DIRECTION 1:
Pick out every line of the listing below that contains the string "grass" and copy each one.

SUPPLIED TEXT:
◆ ◆ ◆

Click HERE for video

Standing on Morocco’s Wall in the Western Sahara

1.When did you get started traveling? My inflection point started in 2001, when I thru-hiked the Appalachian Trail. I learned to love the wild. In 2004, I travel to all 25 Eastern European countries. There I learned to love traveling in civilization too. However, it was in 2006 when I embarked on the Pacific Crest Trail that my life of nonstop travel truly started.

2.What made you decide make the jump to a location independent/travel-based existence? On the Appalachian Trail, I asked myself 5 questions to help me determine what was my passion in life. I realized that travel was my passion and that I’d live a wasted life if I didn’t pursue it.


3.What benefits do you feel you get from this lifestyle? How do you handle the nay-sayers in your life? The main benefits are freedom, variety, and wisdom. There are few nay-sayers: at worst people say, “I couldn’t do that, but I’m glad you like it.” My mom wished I didn’t travel so much. She worries. My solution is just to communicate with her often.


4.How did you save money to be able to afford living ‘on the road’/traveling often? How long did it take you to make the jump to a location independent/travel-based life? I worked at Hitachi and Microsoft as a consultant. I was well paid, but I lived like a student. So in 4 years of work and some lucky investments, I had accumulated significant savings.

◆ ◆ ◆

SUPPLIED DATA:
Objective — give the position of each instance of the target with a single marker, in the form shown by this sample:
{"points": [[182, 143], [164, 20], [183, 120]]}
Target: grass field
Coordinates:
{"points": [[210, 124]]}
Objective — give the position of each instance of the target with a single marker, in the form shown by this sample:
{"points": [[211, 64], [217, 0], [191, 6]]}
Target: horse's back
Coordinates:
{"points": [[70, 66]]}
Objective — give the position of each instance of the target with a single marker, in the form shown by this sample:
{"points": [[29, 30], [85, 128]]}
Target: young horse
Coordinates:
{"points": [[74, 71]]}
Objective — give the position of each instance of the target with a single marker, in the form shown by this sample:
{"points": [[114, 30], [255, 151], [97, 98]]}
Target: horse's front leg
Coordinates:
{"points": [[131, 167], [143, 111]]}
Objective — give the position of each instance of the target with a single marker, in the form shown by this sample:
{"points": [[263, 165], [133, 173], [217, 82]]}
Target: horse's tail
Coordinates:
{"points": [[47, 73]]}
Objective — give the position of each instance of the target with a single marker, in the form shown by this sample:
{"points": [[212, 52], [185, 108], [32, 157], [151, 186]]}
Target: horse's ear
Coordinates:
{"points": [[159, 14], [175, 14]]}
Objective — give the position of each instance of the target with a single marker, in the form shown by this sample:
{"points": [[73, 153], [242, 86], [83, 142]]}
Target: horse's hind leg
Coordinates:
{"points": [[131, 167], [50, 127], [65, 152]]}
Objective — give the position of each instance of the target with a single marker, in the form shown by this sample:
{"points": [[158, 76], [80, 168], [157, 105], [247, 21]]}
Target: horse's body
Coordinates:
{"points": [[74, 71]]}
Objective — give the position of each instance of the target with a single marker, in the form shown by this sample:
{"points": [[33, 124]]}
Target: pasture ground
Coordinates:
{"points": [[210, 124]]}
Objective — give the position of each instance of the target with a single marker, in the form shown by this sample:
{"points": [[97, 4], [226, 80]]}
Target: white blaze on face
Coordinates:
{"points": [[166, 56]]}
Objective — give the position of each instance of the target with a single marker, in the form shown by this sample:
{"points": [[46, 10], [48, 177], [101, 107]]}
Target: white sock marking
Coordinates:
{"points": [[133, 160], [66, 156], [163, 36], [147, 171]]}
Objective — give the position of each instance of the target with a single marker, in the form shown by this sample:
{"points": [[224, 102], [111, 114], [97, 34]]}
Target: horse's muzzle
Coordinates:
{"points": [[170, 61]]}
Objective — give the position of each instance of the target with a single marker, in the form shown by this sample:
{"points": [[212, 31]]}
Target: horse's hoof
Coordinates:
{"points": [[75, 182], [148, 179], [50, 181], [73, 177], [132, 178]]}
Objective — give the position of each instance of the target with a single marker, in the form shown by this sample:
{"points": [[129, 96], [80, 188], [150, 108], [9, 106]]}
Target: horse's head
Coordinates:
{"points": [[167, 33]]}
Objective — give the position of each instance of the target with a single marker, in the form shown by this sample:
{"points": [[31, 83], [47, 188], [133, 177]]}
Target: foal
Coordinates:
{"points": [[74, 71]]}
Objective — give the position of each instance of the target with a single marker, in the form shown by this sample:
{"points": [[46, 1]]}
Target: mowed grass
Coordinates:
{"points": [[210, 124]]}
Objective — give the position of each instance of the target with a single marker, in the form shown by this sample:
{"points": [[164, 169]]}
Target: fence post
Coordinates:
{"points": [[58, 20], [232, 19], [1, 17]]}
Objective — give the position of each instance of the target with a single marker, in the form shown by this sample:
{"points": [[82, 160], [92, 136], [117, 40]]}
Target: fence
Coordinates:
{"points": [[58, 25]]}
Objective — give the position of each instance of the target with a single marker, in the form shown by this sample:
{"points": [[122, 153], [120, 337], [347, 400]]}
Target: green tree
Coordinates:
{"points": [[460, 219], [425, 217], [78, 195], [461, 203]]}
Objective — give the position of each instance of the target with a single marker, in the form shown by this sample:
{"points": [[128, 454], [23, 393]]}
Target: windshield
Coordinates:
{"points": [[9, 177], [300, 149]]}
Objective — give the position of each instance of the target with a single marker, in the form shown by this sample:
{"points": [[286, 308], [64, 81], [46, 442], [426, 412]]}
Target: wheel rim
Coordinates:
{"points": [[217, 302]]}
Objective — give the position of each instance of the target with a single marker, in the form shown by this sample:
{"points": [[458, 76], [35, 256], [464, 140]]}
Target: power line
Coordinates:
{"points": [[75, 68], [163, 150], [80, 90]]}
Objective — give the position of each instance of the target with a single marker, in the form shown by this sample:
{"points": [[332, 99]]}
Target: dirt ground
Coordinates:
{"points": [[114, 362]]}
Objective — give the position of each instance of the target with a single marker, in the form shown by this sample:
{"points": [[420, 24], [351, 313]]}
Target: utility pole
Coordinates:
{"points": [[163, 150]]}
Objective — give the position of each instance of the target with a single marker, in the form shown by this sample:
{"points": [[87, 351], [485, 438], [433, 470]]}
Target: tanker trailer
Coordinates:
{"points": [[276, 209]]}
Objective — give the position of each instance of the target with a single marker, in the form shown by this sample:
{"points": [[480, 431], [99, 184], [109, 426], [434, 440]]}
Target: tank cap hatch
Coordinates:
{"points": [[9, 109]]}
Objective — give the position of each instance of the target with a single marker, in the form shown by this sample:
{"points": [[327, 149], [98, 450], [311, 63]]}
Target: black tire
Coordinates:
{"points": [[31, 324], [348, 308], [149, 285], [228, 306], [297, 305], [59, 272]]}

◆ ◆ ◆

DIRECTION 2:
Rewrite the part of the travel interview above starting at "2.What made you" and ending at "with her often.", renaming "nay-sayers" as "critics" throughout.

FULL ANSWER 1:
Target: grass field
Target: mowed grass

FULL ANSWER 2:
2.What made you decide make the jump to a location independent/travel-based existence? On the Appalachian Trail, I asked myself 5 questions to help me determine what was my passion in life. I realized that travel was my passion and that I’d live a wasted life if I didn’t pursue it.


3.What benefits do you feel you get from this lifestyle? How do you handle the critics in your life? The main benefits are freedom, variety, and wisdom. There are few critics: at worst people say, “I couldn’t do that, but I’m glad you like it.” My mom wished I didn’t travel so much. She worries. My solution is just to communicate with her often.